** Instructions to follow **
Transcribe all records, preserving every character.

(Stored data)

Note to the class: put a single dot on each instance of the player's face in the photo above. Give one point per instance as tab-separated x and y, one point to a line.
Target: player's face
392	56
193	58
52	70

** Answer box **
Note to the class: put a single dot on each instance of the player's face in the photo above. Give one point per instance as tab-separated x and y, one point to a line.
Target: player's face
392	56
193	58
52	70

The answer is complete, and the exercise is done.